# [Exercise instructions]
Each line of the listing where "leaf" appears should be reported.
_ _ _ _ _
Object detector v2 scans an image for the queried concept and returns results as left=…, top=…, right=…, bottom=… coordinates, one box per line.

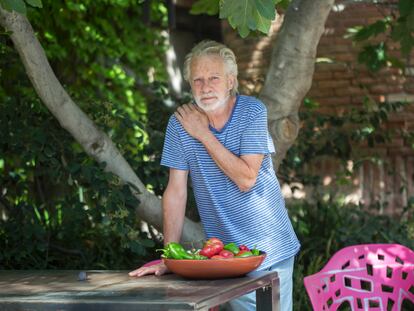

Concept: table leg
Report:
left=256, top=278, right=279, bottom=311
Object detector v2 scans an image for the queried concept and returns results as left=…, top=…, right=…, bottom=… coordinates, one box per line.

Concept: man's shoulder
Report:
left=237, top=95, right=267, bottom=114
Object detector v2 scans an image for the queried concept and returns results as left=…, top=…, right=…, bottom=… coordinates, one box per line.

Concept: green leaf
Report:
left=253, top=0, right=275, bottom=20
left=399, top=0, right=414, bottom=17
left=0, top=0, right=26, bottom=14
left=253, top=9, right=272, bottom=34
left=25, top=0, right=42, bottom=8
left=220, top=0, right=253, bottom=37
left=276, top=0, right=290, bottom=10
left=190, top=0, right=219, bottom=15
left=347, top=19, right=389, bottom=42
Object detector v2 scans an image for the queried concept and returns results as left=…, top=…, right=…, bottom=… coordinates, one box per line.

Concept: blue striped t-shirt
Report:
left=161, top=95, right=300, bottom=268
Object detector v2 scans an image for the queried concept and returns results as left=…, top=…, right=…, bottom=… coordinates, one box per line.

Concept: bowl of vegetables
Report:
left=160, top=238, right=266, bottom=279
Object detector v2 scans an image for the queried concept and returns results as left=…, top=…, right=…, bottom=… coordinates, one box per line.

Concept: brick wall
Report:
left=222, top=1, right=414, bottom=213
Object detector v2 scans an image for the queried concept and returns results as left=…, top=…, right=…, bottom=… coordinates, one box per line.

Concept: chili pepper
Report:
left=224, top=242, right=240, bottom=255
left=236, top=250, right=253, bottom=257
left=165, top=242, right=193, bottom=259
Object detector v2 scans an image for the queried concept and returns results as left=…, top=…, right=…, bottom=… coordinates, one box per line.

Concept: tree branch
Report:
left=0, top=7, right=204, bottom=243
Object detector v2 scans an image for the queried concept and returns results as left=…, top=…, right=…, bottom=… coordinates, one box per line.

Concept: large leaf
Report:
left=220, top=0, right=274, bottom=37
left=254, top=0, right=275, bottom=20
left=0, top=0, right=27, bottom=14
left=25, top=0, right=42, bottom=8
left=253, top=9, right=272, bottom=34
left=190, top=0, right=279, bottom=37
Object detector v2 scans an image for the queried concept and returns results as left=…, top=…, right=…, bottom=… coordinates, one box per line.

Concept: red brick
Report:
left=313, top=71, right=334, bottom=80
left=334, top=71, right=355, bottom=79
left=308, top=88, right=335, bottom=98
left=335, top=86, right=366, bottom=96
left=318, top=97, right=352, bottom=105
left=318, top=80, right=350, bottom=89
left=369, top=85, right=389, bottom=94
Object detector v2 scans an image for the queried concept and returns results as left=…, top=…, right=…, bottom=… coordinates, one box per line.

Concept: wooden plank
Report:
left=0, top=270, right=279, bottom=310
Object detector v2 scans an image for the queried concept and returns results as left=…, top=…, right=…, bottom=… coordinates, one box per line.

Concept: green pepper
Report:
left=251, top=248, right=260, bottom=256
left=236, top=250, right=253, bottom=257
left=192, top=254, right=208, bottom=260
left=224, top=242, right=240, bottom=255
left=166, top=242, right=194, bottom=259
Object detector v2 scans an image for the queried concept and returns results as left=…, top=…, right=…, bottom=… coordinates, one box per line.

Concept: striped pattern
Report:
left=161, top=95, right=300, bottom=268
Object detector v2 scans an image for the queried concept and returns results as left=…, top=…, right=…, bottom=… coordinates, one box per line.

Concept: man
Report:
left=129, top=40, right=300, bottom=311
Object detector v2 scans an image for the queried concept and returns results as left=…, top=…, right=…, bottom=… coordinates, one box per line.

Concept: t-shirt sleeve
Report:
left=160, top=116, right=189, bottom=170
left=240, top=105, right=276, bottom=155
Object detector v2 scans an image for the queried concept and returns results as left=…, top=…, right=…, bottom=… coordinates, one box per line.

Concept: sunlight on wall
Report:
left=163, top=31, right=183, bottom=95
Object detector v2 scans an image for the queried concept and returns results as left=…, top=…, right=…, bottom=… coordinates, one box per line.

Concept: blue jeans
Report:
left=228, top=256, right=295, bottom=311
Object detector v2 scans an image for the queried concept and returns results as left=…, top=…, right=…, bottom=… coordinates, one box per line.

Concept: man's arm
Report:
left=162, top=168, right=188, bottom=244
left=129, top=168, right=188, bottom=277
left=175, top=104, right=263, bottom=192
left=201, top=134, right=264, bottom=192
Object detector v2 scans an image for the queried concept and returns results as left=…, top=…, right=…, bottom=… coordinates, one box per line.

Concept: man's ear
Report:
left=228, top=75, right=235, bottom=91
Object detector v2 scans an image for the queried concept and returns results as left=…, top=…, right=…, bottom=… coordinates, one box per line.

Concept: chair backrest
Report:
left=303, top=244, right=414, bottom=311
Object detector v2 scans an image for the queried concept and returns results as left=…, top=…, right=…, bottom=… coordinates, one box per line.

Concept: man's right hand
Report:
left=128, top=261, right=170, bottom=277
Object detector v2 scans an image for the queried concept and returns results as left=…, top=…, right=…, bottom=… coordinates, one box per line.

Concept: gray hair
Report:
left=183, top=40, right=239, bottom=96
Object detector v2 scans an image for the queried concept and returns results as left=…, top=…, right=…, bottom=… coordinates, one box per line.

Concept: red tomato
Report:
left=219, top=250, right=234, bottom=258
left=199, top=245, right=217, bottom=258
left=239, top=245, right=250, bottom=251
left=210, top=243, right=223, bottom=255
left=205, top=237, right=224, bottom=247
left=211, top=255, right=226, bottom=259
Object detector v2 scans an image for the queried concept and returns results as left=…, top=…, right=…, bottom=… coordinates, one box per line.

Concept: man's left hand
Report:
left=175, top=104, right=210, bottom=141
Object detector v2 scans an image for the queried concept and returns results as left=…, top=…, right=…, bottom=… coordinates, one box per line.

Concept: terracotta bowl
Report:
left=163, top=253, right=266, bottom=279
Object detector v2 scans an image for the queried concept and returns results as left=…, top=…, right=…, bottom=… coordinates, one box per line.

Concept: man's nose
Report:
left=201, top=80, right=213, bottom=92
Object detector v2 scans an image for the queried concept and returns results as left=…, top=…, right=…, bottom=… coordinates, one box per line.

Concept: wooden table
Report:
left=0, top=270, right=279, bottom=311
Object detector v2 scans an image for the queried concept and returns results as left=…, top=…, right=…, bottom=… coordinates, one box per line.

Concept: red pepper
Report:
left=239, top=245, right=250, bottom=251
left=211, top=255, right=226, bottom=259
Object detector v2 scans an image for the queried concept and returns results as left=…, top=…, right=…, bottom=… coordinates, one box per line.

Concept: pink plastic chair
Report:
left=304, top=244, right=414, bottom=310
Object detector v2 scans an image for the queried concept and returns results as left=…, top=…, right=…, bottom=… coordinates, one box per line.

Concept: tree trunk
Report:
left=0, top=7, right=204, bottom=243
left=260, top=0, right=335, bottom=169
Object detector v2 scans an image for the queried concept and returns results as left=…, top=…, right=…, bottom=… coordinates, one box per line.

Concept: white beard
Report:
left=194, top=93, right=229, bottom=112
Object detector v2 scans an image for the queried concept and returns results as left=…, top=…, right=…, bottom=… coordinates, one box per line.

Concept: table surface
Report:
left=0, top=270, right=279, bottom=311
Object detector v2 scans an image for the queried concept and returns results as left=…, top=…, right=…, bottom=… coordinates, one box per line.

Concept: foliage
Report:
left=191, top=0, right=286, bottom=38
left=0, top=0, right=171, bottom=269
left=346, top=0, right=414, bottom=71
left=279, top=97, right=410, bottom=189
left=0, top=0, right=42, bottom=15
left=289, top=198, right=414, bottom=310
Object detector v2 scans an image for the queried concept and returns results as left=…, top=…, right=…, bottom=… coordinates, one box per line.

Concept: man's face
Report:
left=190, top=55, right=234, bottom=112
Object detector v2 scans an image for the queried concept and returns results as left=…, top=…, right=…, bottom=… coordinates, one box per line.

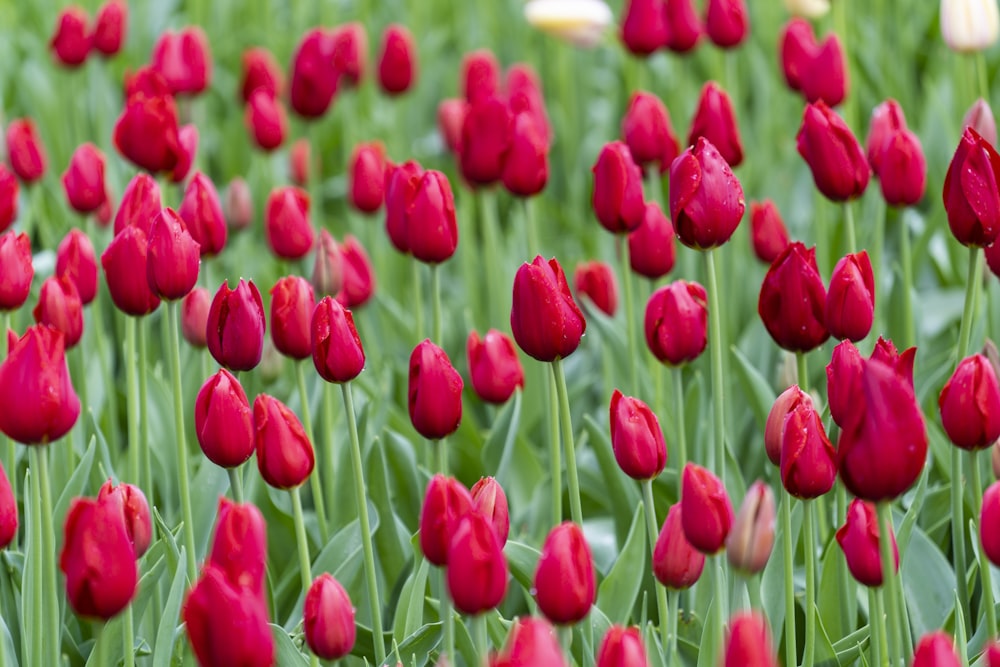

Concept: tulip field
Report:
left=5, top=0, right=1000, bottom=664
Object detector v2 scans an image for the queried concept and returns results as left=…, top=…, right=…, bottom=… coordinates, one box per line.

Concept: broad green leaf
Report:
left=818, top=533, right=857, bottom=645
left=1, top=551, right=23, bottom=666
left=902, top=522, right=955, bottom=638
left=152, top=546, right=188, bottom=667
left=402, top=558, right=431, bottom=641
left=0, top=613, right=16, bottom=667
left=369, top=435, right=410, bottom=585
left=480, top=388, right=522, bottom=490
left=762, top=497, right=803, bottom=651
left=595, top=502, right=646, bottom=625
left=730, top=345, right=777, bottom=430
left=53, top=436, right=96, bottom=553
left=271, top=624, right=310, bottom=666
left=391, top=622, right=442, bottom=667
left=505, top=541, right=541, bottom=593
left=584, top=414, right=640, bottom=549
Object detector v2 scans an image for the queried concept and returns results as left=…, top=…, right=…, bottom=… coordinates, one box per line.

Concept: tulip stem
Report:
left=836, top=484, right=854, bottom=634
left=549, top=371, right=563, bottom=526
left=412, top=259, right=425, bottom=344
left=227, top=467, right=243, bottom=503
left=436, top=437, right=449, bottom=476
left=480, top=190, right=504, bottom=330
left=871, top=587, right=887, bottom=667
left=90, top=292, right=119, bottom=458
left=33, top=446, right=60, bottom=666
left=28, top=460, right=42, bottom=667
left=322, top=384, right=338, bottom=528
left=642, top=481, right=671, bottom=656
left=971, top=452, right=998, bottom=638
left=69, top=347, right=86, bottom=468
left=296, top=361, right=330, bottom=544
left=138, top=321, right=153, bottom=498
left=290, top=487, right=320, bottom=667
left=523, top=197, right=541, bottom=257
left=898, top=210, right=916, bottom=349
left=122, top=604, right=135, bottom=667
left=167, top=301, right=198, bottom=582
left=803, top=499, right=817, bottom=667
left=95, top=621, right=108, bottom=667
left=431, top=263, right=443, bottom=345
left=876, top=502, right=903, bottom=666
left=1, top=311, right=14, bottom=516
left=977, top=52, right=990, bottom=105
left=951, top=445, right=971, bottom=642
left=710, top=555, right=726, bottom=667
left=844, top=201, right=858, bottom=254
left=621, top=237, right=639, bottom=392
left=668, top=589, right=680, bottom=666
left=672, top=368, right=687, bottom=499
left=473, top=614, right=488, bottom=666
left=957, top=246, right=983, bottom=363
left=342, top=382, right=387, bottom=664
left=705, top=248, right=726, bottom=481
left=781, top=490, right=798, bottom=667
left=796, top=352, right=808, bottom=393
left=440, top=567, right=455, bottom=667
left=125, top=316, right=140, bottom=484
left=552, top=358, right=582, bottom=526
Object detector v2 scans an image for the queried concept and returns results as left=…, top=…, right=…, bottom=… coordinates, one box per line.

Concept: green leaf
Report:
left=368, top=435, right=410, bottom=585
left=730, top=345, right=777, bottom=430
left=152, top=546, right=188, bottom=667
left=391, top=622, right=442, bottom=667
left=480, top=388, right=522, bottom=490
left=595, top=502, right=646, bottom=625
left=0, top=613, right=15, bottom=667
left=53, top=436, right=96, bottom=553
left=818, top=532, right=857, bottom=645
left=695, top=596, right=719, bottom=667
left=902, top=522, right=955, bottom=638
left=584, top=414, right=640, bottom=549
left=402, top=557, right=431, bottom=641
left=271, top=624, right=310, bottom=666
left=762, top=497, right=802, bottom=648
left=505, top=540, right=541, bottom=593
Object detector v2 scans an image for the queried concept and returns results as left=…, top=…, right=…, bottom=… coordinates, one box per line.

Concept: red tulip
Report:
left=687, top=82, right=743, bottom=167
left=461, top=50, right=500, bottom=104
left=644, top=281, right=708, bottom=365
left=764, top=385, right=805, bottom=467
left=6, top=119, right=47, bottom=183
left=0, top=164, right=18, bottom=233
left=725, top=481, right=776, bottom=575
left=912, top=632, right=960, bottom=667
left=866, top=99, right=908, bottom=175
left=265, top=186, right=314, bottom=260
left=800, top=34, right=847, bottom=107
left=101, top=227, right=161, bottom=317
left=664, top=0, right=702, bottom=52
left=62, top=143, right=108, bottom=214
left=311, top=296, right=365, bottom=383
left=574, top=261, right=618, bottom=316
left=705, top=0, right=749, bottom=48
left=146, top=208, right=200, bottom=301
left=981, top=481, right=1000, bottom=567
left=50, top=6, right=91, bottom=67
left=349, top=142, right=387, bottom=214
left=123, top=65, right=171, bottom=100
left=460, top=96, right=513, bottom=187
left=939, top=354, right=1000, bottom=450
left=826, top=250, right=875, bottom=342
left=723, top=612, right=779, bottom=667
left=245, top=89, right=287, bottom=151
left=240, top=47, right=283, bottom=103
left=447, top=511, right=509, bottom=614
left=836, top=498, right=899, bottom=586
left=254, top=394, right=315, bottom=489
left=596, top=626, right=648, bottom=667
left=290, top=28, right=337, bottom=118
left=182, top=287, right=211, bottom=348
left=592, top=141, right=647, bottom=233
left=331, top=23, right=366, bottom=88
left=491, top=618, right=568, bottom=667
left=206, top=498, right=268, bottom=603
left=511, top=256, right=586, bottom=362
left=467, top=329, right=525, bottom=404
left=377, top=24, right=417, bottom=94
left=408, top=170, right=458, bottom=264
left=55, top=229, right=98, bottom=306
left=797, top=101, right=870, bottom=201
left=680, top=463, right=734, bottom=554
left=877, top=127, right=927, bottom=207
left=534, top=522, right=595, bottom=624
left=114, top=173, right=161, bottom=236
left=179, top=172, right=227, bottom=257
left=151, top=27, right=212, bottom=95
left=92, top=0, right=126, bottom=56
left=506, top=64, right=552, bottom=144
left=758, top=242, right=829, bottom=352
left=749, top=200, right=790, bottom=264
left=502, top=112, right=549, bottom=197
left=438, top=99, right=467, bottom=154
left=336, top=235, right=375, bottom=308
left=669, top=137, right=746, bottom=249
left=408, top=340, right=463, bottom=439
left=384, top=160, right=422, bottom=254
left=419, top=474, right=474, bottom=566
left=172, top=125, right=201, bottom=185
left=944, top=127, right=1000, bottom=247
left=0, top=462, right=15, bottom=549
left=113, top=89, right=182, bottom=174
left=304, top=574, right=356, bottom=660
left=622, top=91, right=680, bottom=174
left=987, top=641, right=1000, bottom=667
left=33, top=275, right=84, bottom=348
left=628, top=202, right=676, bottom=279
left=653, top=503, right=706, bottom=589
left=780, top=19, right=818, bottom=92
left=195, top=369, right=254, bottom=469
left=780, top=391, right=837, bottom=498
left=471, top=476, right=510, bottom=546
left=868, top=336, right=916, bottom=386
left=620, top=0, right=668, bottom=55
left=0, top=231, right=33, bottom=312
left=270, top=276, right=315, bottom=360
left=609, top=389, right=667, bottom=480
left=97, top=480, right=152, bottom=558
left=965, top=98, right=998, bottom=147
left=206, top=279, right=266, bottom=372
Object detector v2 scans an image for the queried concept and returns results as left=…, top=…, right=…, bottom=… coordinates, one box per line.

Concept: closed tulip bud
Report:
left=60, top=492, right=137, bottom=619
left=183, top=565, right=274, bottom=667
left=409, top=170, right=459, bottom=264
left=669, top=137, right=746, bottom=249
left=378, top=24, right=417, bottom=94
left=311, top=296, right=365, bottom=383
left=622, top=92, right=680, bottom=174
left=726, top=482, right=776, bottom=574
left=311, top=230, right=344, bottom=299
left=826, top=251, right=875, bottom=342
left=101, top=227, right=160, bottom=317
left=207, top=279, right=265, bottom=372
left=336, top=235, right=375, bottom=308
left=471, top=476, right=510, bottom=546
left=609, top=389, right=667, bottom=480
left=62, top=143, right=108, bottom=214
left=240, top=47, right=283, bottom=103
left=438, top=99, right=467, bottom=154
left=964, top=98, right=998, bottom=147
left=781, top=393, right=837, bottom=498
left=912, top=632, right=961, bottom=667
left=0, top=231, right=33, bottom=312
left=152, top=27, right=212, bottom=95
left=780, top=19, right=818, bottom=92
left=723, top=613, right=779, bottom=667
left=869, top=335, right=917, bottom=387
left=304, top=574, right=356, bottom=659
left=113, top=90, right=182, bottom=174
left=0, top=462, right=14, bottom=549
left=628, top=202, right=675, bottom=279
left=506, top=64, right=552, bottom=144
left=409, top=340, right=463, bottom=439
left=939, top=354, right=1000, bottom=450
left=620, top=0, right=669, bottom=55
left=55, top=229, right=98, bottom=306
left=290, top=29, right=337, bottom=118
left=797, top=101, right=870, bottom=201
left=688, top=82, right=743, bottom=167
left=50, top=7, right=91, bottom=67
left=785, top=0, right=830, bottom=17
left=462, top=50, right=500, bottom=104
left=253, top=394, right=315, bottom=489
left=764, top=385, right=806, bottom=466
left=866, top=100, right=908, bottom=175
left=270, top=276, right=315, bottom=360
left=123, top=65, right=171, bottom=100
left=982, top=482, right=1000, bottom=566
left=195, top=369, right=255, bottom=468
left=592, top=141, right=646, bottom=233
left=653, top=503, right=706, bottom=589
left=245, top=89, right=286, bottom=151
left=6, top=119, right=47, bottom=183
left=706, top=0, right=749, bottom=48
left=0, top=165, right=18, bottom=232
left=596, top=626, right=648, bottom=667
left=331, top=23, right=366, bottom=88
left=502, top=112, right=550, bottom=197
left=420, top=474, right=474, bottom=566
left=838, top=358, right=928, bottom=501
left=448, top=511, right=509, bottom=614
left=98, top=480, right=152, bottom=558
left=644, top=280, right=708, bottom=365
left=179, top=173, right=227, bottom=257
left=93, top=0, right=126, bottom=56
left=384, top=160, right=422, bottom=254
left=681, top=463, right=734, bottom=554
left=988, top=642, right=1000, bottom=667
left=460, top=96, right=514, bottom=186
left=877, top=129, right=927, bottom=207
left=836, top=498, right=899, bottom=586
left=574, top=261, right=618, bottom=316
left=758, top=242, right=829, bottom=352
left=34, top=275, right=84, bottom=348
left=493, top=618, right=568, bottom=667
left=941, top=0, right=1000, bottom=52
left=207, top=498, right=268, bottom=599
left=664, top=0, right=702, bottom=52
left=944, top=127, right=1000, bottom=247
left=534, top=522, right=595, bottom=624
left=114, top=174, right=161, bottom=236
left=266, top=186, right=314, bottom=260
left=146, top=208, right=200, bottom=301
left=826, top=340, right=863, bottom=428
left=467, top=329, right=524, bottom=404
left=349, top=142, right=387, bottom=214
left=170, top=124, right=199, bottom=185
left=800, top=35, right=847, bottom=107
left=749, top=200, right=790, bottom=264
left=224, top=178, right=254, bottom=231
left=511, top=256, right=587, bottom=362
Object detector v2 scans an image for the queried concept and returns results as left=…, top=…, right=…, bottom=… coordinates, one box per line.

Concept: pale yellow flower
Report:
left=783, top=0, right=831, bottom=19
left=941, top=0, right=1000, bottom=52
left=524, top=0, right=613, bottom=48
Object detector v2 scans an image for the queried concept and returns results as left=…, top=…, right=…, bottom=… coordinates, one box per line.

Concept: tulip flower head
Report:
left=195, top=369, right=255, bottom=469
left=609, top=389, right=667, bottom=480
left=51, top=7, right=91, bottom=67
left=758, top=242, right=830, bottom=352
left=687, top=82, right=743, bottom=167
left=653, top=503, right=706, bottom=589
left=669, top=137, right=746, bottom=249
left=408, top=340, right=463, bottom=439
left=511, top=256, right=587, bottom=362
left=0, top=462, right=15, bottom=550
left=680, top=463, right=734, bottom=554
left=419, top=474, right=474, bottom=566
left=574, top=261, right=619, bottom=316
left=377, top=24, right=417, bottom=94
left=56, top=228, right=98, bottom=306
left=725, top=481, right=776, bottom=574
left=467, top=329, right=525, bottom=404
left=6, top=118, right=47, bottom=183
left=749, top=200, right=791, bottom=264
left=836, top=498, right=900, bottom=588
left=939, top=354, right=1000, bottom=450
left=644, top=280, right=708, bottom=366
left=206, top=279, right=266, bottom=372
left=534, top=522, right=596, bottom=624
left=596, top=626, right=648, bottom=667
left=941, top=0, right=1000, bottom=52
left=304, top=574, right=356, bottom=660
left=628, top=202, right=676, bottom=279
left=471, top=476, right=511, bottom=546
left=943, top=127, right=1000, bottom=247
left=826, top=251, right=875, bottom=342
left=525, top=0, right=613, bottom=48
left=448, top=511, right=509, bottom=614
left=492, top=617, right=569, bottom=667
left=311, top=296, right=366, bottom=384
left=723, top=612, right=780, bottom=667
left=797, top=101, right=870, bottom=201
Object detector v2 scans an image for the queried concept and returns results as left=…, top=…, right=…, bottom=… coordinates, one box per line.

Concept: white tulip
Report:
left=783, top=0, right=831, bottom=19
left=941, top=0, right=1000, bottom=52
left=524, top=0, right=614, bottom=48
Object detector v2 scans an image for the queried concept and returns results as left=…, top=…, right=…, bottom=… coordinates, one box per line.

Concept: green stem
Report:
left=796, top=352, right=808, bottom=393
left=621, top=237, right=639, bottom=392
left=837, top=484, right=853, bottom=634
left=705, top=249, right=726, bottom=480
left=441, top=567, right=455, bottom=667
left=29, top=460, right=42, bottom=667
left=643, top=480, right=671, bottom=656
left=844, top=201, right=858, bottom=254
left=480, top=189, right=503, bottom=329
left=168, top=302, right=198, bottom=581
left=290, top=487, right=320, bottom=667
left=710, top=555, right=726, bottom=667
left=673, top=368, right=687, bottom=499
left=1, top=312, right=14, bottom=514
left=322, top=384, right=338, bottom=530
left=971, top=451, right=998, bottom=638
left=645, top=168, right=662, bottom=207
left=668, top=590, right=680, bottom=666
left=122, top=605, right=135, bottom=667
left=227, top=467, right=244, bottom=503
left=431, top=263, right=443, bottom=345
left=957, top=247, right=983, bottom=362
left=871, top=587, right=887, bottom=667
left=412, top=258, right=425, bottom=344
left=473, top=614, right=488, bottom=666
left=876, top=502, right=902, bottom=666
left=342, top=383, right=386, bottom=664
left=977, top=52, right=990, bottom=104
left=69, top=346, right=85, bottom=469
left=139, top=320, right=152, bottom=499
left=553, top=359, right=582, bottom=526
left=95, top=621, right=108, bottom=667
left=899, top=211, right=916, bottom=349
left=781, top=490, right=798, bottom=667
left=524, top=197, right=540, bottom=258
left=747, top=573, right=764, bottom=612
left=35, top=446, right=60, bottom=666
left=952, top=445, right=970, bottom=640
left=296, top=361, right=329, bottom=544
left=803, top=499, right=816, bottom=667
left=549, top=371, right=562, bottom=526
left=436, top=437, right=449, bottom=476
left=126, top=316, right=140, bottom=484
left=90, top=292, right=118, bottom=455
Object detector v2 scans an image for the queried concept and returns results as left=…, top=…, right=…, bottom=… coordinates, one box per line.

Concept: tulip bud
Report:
_ _ _ _ _
# [Response box]
Concept: green leaf
Concept: large leaf
Concept: broad green leaf
Concept: green leaf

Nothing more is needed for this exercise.